▶ _EXERCISE DETAILS_
Copy every one of the records below word for word, keeping each line unchanged and in its original order.
----------
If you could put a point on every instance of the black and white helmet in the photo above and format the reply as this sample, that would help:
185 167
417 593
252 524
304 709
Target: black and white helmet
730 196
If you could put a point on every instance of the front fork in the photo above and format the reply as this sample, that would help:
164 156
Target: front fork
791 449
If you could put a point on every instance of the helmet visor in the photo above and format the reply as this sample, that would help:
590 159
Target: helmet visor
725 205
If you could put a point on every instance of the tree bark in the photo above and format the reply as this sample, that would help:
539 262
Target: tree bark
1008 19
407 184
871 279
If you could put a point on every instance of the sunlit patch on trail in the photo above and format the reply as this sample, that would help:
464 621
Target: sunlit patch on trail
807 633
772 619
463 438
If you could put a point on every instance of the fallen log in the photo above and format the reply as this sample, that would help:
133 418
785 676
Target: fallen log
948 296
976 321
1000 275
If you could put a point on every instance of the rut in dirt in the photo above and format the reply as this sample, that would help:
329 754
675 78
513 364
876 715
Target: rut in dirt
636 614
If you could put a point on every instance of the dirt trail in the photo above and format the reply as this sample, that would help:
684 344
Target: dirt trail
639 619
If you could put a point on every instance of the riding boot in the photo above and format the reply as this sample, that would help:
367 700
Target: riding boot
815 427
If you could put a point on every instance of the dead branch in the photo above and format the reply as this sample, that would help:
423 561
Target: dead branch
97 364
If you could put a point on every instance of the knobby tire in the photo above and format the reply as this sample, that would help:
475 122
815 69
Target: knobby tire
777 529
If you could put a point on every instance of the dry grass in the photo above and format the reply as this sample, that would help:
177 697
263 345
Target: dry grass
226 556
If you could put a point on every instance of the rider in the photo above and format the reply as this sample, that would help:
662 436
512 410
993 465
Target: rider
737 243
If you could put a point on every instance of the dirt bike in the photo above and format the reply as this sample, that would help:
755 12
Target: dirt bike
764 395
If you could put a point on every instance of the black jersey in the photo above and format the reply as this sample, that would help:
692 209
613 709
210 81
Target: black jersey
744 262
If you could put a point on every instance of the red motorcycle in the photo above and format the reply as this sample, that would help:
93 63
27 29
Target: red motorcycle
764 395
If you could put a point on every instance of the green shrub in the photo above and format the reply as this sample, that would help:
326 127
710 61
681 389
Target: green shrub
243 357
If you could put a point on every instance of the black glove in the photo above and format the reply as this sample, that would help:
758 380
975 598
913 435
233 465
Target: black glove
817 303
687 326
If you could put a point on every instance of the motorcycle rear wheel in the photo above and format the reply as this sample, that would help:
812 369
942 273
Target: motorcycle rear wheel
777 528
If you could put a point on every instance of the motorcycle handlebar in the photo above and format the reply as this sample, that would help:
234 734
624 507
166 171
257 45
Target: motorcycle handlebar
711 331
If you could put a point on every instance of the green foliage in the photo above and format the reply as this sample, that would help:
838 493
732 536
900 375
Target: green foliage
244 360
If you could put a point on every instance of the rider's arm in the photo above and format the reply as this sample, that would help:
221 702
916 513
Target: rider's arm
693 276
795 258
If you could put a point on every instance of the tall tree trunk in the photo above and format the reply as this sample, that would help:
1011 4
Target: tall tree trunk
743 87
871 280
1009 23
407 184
----------
▶ _SOLUTION_
If you could put a point on every instance of the black and white helmet in the photo above and format the reply as this sample, that would help:
185 167
417 593
252 524
304 709
Target: black and white helmet
730 196
If you could put a point on every instance of the front fork in the photo above and format the reply as this sample, that would help:
164 156
Target: front fork
791 449
If you could put a point on every instance of the helmet visor in the photo above and format the reply as this sample, that would help:
590 159
Target: helmet visor
725 205
If you could put a point on every instance of the tree bark in the photo above and format the reply as this sample, that would help:
539 262
Target: tree bark
1008 19
407 184
871 279
If you could put a point on every instance of the sunlit patch on trail in the photo above and format the reply as this sample, that would help:
464 621
Target: sunlit patch on trail
807 633
772 619
463 438
If you could put a point on every instance of the fallen log in the photo above and format the reply as this sample, that would help:
133 418
785 676
Target: fallen log
948 296
976 321
1000 275
If you could put a point on every instance of the rut in dirt in the photo above and format the reply as this sample, that would help:
329 754
675 78
513 364
876 715
Target: rut in dirt
636 614
If you could put a point on every instance of the dirt trail in the photo above and format the reply as this sample, that would help:
684 344
Target: dirt trail
639 619
If you could put a point on every instance of the riding boot in the photo above and format the reply as this sample, that would help:
367 700
Target: riding boot
815 427
If you could put a point on every instance of the dead branch in the photo above and format the reply as this sample, that would help:
423 561
Target: dead branch
97 364
If you could put a point on every instance of the knobby tire in the photo above and format the reply as this sample, that would help:
475 122
815 69
Target: knobby tire
777 529
If you could put a point on every instance of the dry grass in the photo above and format the reply as this sample, that would help:
177 697
263 345
Target: dry grass
226 556
If you could put a point on every instance of the rider in the photo above and format the reply as this sample, that would help:
662 436
512 410
993 465
Target: rider
737 243
If you could put a point on every instance of the dirt bike in the photo above and format the reply as this sample, that would help:
755 12
Target: dirt bike
764 395
If you could put a point on every instance of the black jersey in the photo above and format the reply as this sample, that would help:
692 209
613 709
210 81
Target: black jersey
744 262
If you could put a point on every instance of the red motorcycle in the photo above and format the reply as this sample, that would help:
93 63
27 29
Target: red motorcycle
764 395
If you could put a point on every instance of the green shrub in the photo above and format the reply as this sample, that would help:
326 127
710 61
681 389
Target: green shrub
243 357
If you could put a point on every instance of the black glove in the photo above and format the reply as this sample, that would help:
758 380
975 598
913 435
233 465
Target: black glove
817 303
687 326
If you could put a point on every instance of the motorcycle rear wheel in the photo above and format the reply as this sample, that would help:
812 369
942 273
Target: motorcycle rear wheel
777 528
If you could put a point on every instance of the motorcycle handlebar in the photo above and format the reply as this sample, that would help:
234 734
624 507
166 171
257 45
Target: motorcycle handlebar
711 331
If you could put a point on every instance of the green foliage in the photo above and format the reply as this sample, that would help:
838 493
732 536
900 375
Target: green foliage
244 360
If you could put a point on every instance of the rider's arm in the photo above and format the reply as this sample, that would help:
221 702
916 513
Target: rider's arm
693 276
795 258
If you could put a point on every instance of the tall tree trunk in the photo above and format the reply as this sample, that would help:
1011 4
Target: tall tree trunk
743 87
871 280
1009 23
407 184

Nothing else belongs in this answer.